+++ Information shown +++

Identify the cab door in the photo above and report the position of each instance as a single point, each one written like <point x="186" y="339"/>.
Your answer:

+++
+++ Information shown +++

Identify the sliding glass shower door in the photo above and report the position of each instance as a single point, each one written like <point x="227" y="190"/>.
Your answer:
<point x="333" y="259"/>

+++

Task instructions: State how many lines of the records above contain the word "position", matching case exactly. Give only the number.

Expected answer: 2